● Exercise goal:
Working from the material below, print the lines from the line holding "Question. Indicate one point for each instance of the red" through its final line, inclusive, exactly and with nothing else; pictures are excluded.
▬▬▬
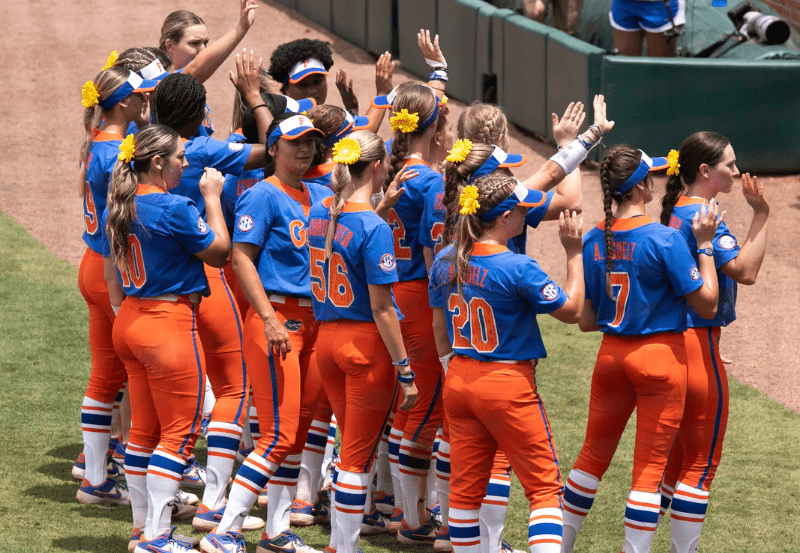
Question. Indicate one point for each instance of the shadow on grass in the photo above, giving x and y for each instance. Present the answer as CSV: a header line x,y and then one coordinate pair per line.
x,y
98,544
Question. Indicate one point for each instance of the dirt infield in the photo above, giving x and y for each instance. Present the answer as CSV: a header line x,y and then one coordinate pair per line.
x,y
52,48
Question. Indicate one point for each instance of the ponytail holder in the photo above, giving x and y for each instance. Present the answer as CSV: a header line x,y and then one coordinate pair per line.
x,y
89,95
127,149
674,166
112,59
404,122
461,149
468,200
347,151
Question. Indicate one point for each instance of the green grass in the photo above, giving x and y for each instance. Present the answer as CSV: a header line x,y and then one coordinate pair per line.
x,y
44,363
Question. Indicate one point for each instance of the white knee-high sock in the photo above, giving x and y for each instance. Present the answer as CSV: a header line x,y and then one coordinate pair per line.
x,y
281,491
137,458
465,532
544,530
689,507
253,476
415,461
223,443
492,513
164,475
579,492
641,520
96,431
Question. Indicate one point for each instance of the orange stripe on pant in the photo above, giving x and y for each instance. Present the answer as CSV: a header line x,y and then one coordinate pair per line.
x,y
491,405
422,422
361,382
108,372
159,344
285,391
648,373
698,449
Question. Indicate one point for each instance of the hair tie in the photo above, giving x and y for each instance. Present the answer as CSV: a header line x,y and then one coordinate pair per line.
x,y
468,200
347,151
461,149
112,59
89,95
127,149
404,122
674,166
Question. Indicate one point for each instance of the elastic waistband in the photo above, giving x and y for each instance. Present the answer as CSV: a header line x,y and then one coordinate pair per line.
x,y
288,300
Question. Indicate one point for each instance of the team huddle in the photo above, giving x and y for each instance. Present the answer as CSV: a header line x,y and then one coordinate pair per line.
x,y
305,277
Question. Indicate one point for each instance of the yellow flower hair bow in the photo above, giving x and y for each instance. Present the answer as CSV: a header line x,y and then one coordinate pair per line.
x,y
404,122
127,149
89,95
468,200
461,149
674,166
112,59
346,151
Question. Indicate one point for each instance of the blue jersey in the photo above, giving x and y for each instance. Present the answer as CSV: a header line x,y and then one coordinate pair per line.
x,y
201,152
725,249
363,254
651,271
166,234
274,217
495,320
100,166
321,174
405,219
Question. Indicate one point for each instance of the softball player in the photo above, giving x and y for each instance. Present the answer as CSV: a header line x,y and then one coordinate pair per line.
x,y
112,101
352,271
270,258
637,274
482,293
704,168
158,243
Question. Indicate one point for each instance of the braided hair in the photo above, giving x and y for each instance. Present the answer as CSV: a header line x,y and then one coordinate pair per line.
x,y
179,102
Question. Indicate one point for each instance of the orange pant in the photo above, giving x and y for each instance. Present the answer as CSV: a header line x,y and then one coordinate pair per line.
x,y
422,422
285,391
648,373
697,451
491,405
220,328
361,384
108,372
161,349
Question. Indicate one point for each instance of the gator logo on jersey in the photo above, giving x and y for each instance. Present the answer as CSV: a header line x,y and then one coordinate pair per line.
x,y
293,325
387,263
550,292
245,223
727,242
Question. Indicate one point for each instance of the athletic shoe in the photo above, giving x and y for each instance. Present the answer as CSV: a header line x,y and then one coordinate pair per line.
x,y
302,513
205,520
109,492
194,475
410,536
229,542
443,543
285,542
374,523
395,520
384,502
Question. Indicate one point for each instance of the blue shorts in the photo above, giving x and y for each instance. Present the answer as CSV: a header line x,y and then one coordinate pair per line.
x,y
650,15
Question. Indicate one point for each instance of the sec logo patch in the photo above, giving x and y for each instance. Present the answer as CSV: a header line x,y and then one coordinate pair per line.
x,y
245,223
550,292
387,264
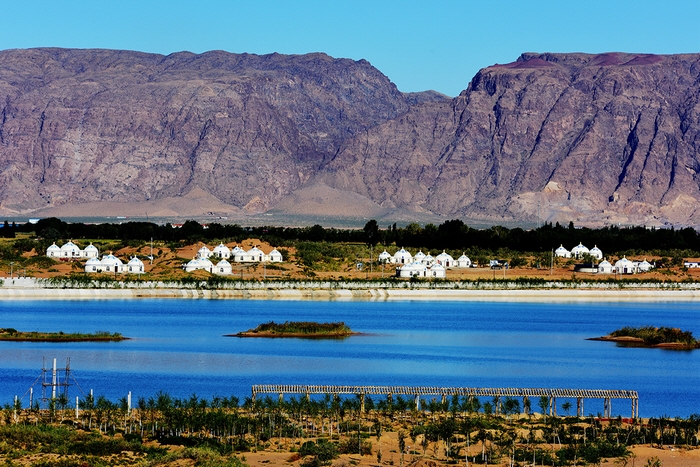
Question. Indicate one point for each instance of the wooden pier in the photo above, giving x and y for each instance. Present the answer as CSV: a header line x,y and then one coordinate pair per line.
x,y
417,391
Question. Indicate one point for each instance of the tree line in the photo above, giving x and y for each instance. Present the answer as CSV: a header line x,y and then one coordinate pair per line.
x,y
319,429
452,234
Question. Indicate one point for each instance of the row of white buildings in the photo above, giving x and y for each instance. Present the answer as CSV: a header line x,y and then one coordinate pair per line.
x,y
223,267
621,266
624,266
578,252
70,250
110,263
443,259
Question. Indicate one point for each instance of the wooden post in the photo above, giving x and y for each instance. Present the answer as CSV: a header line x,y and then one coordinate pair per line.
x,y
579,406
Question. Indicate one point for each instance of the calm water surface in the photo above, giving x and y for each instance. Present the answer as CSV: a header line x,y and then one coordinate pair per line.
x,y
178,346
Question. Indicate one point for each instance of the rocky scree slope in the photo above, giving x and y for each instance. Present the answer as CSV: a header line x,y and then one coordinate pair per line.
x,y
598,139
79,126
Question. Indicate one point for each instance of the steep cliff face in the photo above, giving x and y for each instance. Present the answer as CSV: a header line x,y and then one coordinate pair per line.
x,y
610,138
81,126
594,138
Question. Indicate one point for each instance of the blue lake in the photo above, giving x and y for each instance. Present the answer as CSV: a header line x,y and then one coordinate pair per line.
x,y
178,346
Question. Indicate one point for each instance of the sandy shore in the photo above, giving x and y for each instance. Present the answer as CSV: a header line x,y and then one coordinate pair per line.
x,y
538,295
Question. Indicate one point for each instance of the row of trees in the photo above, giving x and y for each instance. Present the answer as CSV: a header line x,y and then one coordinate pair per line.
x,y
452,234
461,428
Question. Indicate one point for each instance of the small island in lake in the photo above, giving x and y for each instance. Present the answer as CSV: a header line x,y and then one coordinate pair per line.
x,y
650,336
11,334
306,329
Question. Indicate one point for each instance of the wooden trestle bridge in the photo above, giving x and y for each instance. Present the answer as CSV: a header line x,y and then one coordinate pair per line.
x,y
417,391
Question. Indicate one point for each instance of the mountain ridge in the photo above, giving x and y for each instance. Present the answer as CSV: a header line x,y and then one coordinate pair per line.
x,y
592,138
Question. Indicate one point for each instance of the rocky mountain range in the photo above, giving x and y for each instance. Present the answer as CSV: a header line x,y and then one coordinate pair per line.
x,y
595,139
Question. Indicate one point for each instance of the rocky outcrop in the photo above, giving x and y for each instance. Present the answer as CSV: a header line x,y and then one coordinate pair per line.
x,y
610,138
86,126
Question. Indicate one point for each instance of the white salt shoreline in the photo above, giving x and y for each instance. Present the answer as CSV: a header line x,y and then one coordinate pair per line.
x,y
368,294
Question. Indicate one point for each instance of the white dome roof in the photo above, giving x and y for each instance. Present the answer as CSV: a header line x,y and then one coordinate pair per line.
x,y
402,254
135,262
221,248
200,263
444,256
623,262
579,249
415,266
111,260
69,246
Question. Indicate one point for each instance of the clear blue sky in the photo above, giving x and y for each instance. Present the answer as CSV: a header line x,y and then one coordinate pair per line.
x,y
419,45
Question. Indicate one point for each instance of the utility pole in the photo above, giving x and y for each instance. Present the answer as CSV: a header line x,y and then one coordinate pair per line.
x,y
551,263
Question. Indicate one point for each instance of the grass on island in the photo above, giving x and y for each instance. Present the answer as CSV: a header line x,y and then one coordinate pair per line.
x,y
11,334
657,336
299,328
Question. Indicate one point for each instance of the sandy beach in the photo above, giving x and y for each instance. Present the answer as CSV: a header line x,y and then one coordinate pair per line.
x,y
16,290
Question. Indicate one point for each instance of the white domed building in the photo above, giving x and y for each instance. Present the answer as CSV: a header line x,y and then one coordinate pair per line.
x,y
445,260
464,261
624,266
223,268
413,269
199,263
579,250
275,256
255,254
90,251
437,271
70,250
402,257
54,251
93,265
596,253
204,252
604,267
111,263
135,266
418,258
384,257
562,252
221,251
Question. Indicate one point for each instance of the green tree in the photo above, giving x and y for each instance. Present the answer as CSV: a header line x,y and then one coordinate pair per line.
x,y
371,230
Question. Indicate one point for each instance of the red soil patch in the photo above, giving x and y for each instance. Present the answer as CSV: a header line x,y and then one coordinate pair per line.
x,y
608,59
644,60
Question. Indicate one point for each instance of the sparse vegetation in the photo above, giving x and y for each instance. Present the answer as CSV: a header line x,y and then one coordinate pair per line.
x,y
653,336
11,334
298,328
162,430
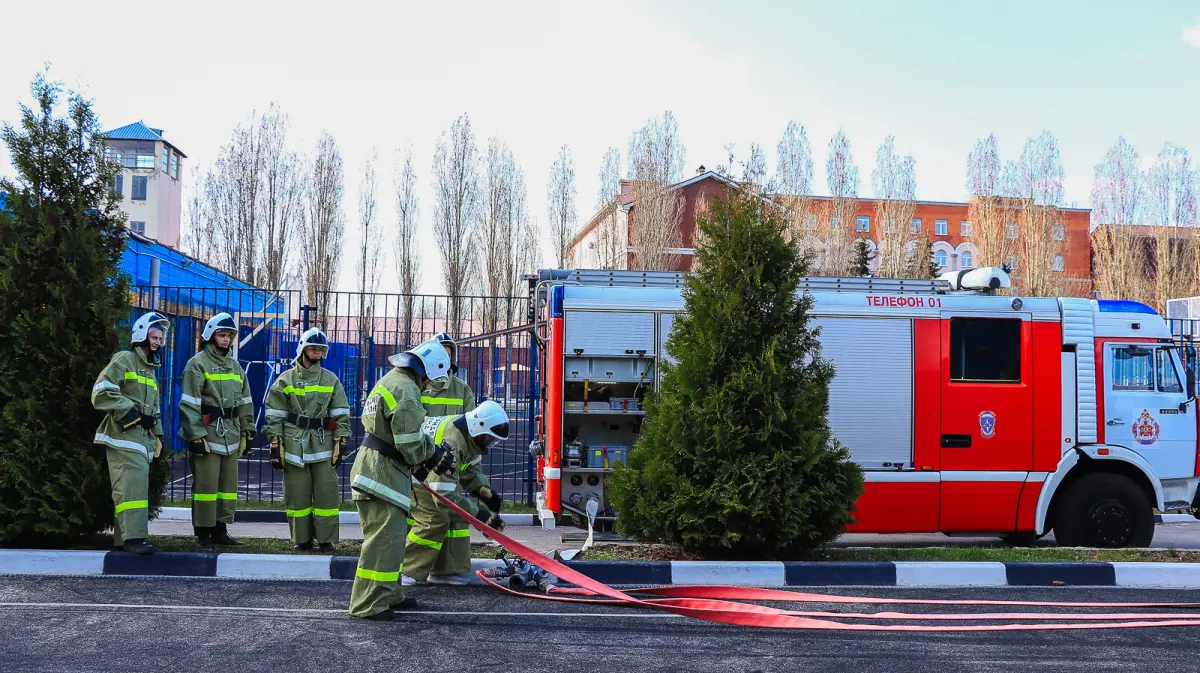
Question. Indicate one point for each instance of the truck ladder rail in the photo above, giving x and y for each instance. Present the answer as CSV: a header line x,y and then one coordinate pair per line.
▬▬▬
● Written answer:
Question. Indicate one point for each instance of the red soil patch in the photo above, giving x and y for each instance. Present the answer as CSV: a header line x,y and then one coordinate pair per line.
x,y
608,59
644,60
Question. Indicate one point for each instance of the sparse vegetation in the photo above, giving x and y for each instance. Present the answer as CSV: a header line x,y and then one coordinate pair per line.
x,y
653,336
11,334
298,328
162,430
Question. Indicate one point for each instance of the truck ladder rail in the photo above, giving x and y for each instance. Present the answer as CSV: a header line x,y and then one coordinate pair per line.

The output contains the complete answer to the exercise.